### Instruction
Your task is to quote the material that follows, in full and exactly.

[Shape boundary entries]
__________________________________________________
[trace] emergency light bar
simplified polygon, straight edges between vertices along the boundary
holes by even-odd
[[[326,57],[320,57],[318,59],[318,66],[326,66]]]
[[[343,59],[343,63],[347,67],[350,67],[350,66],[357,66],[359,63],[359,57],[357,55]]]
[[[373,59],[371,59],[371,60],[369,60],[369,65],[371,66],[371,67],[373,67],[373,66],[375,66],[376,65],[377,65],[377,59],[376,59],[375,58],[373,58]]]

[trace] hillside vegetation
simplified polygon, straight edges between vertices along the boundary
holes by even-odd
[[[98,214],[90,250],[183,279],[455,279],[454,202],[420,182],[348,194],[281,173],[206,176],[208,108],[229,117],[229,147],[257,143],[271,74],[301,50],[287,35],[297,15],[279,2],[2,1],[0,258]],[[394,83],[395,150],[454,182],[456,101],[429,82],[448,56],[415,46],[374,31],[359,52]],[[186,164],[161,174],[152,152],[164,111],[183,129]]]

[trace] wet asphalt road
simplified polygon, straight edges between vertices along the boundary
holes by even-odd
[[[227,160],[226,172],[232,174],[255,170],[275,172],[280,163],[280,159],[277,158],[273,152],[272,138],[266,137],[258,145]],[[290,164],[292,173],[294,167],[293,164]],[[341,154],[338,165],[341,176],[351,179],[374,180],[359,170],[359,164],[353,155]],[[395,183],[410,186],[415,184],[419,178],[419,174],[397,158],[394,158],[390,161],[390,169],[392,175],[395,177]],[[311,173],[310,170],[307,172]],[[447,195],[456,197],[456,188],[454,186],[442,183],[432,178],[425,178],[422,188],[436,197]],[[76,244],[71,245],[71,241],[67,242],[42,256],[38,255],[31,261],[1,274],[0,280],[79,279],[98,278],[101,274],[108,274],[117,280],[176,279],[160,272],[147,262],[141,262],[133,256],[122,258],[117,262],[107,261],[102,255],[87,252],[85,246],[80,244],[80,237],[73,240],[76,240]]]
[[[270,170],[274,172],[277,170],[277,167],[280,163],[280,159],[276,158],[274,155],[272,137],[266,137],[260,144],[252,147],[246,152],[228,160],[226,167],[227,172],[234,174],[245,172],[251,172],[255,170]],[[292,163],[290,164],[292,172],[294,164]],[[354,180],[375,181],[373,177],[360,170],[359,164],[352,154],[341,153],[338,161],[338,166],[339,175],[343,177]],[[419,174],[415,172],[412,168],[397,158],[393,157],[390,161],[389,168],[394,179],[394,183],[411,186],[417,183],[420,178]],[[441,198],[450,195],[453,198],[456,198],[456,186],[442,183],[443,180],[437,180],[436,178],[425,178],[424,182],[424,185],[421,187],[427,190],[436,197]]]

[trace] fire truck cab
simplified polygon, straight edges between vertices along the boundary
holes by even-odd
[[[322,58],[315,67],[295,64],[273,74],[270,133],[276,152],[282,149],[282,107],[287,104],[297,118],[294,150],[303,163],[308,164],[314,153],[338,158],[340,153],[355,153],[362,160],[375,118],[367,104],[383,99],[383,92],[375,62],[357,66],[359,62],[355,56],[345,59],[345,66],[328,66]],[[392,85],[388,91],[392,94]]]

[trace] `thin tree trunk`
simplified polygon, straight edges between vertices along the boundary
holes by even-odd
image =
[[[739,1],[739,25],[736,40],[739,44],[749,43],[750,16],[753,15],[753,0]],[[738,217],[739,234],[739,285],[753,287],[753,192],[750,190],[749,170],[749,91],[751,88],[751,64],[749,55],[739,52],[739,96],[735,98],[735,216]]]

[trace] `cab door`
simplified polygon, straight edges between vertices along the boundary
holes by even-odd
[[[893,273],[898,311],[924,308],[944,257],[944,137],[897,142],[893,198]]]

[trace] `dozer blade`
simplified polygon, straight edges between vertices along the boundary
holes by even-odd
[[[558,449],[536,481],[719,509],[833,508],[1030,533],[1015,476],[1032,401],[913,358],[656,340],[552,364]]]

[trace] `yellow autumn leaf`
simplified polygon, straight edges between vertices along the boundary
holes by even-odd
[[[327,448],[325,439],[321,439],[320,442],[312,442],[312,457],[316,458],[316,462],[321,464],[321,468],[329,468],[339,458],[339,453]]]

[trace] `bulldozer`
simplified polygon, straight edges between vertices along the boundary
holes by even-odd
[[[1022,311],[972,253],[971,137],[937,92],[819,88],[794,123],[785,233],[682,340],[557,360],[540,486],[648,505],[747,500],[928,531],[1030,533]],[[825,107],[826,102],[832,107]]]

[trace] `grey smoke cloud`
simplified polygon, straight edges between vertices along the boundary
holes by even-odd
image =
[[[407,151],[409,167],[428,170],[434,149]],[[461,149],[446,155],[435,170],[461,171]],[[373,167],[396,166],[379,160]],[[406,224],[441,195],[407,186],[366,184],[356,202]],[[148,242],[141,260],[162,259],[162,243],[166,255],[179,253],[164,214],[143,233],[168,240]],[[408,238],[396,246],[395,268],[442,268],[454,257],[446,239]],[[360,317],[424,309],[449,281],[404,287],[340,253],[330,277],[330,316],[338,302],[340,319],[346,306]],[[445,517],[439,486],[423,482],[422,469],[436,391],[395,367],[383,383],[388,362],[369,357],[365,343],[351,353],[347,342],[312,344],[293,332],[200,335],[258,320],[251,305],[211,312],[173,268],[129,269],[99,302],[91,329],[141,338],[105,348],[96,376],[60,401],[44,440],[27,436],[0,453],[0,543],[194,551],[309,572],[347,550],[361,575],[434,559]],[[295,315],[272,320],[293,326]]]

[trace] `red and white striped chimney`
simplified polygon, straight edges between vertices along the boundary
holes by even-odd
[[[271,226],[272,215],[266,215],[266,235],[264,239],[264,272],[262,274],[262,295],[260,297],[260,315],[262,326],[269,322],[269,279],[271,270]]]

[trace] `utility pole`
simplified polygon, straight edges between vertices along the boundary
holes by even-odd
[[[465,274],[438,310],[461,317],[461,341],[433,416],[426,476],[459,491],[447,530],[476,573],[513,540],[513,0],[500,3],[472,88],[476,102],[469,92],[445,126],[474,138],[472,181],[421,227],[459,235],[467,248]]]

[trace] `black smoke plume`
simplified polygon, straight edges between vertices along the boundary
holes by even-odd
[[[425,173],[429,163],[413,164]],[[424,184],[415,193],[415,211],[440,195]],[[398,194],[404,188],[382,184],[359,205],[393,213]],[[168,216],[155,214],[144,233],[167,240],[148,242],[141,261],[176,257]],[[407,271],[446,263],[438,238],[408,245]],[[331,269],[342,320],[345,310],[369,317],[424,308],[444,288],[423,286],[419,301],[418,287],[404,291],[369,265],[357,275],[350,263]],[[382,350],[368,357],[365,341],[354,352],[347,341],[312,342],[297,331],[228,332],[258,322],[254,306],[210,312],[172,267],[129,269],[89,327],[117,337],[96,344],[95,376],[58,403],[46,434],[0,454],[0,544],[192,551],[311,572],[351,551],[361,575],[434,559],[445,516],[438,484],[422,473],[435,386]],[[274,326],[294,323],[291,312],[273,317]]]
__________________________________________________
### Output for this exercise
[trace] emergency light bar
simplified polygon, straight edges between vertices along the boundary
holes by even-odd
[[[326,57],[320,57],[318,59],[318,66],[326,66]]]
[[[343,59],[343,63],[347,67],[350,67],[350,66],[357,66],[359,63],[359,57],[357,55]]]
[[[373,59],[371,59],[371,60],[369,60],[369,65],[371,66],[371,67],[373,67],[373,66],[375,66],[376,65],[377,65],[377,59],[376,59],[375,58],[373,58]]]

[trace] hillside vegetation
simplified polygon, straight edges between vertices along the boundary
holes by even-odd
[[[98,214],[90,250],[183,279],[455,279],[454,202],[420,182],[348,194],[281,173],[206,176],[208,108],[229,117],[229,147],[257,143],[271,74],[301,50],[287,35],[297,15],[279,2],[2,1],[0,258]],[[394,83],[395,150],[454,182],[456,101],[429,82],[448,56],[415,46],[374,31],[359,52]],[[186,164],[161,174],[152,152],[164,111],[183,129]]]

[trace] wet asphalt road
simplified polygon, straight edges between vertices along the boundary
holes by even-odd
[[[227,160],[226,172],[232,174],[255,170],[275,172],[280,163],[280,159],[277,158],[273,152],[272,138],[266,137],[258,145]],[[290,164],[292,173],[294,167],[293,164]],[[341,154],[338,165],[341,176],[351,179],[374,180],[359,170],[359,164],[353,155]],[[395,183],[410,186],[415,184],[419,178],[419,174],[397,158],[394,158],[390,161],[390,169],[392,175],[395,177]],[[311,173],[310,170],[307,172]],[[447,195],[456,197],[456,188],[454,186],[442,183],[432,178],[425,178],[422,188],[436,197]],[[76,244],[71,245],[71,241],[67,242],[42,256],[38,255],[31,261],[1,274],[0,280],[79,279],[98,278],[101,274],[108,274],[117,280],[176,279],[160,272],[147,262],[141,262],[133,256],[122,258],[117,262],[107,261],[102,255],[87,252],[85,246],[80,244],[80,237],[73,240],[76,240]]]
[[[270,170],[274,172],[277,170],[277,167],[280,163],[280,159],[276,158],[274,155],[272,137],[266,137],[260,144],[252,147],[246,152],[228,160],[226,167],[227,172],[234,174],[245,172],[251,172],[255,170]],[[292,163],[290,164],[292,172],[294,164]],[[354,180],[375,181],[373,177],[360,170],[359,164],[352,154],[341,153],[338,161],[338,166],[339,175],[343,177]],[[419,174],[415,172],[412,168],[397,158],[393,157],[390,161],[389,168],[394,179],[394,183],[411,186],[417,183],[420,178]],[[441,198],[450,195],[453,198],[456,198],[456,186],[442,183],[443,180],[437,180],[436,178],[425,178],[424,182],[424,185],[421,187],[427,190],[436,197]]]

[trace] fire truck cab
simplified polygon, straight edges between vertices along the boundary
holes by even-odd
[[[322,58],[315,67],[295,64],[273,74],[270,133],[276,152],[282,149],[282,107],[287,104],[297,118],[294,150],[303,163],[308,164],[314,153],[338,158],[340,153],[355,153],[362,160],[375,118],[367,104],[383,99],[383,92],[375,62],[357,66],[359,62],[355,56],[345,59],[345,66],[328,66]],[[392,85],[388,91],[392,94]]]

[trace] `thin tree trunk`
simplified polygon, straight edges between vertices along the boundary
holes by even-odd
image =
[[[739,1],[739,25],[736,40],[739,44],[749,43],[750,16],[753,15],[753,0]],[[738,217],[739,234],[739,285],[753,287],[753,192],[750,190],[749,170],[749,91],[751,88],[751,64],[749,55],[739,52],[739,96],[735,98],[735,216]]]

[trace] `cab door`
simplified polygon, straight edges between vertices along the boundary
holes by even-odd
[[[893,273],[898,311],[924,308],[944,257],[944,137],[897,142],[893,198]]]

[trace] `dozer blade`
simplified polygon, straight edges between vertices along the boundary
holes by even-odd
[[[558,449],[536,481],[719,509],[833,508],[1030,533],[1015,476],[1032,401],[913,358],[656,340],[552,364]]]

[trace] `yellow autumn leaf`
simplified polygon, straight edges between vertices along the boundary
holes by even-odd
[[[327,448],[325,439],[321,439],[320,442],[312,442],[312,457],[316,458],[316,462],[321,464],[321,468],[329,468],[339,458],[339,453]]]

[trace] `bulldozer`
simplified polygon, straight edges between vertices along the boundary
holes by even-odd
[[[1022,311],[972,253],[971,137],[937,92],[819,88],[794,123],[785,233],[682,340],[557,360],[540,486],[648,505],[747,500],[928,531],[1030,533]],[[825,107],[826,102],[832,107]]]

[trace] `grey smoke cloud`
simplified polygon, straight edges between vertices along the boundary
holes by even-odd
image =
[[[407,151],[409,167],[428,170],[434,149]],[[461,149],[446,155],[435,170],[461,171]],[[373,167],[396,166],[379,160]],[[406,224],[441,195],[407,186],[366,184],[356,202]],[[148,242],[141,260],[162,259],[162,243],[166,255],[179,253],[164,214],[143,233],[168,240]],[[408,238],[396,246],[395,268],[442,268],[454,257],[446,239]],[[360,317],[424,309],[449,281],[404,287],[340,253],[330,277],[330,316],[338,302],[340,319],[346,306]],[[445,517],[439,486],[423,482],[422,469],[436,391],[395,367],[383,383],[388,362],[369,357],[365,343],[351,353],[347,342],[312,344],[293,332],[200,335],[258,320],[251,305],[211,312],[173,268],[129,269],[99,302],[91,329],[141,338],[105,348],[96,376],[60,401],[44,440],[27,436],[0,453],[0,543],[194,551],[309,572],[347,550],[361,575],[434,559]],[[295,315],[272,320],[293,326]]]

[trace] `red and white striped chimney`
simplified polygon, straight edges between vertices along the boundary
holes by even-odd
[[[271,226],[272,215],[266,215],[266,235],[264,239],[264,272],[262,274],[262,295],[260,297],[260,315],[262,326],[269,322],[269,279],[271,270]]]

[trace] `utility pole`
simplified polygon, straight edges between vertices along the boundary
holes by even-odd
[[[465,274],[438,310],[461,317],[461,341],[433,416],[426,476],[459,491],[447,530],[476,573],[513,540],[513,0],[500,3],[472,88],[476,102],[469,92],[445,126],[474,138],[472,181],[421,227],[459,235],[467,248]]]

[trace] `black smoke plume`
simplified polygon, straight edges between vertices along the boundary
holes by even-odd
[[[425,173],[429,163],[413,164]],[[424,184],[415,193],[415,211],[440,195]],[[398,194],[404,188],[382,184],[359,205],[393,213]],[[168,216],[155,214],[144,233],[167,240],[148,242],[141,261],[176,257]],[[407,271],[446,263],[438,238],[408,245]],[[331,269],[342,320],[345,310],[369,317],[424,308],[444,288],[423,286],[419,301],[418,287],[404,291],[369,265],[357,275],[350,263]],[[382,350],[368,357],[365,341],[354,352],[347,341],[312,342],[297,331],[228,332],[258,322],[254,306],[210,312],[172,267],[129,269],[89,327],[117,337],[96,344],[95,376],[58,403],[46,434],[0,454],[0,544],[192,551],[311,572],[351,551],[361,575],[434,559],[445,516],[438,484],[422,473],[435,386]],[[274,326],[294,323],[291,312],[273,317]]]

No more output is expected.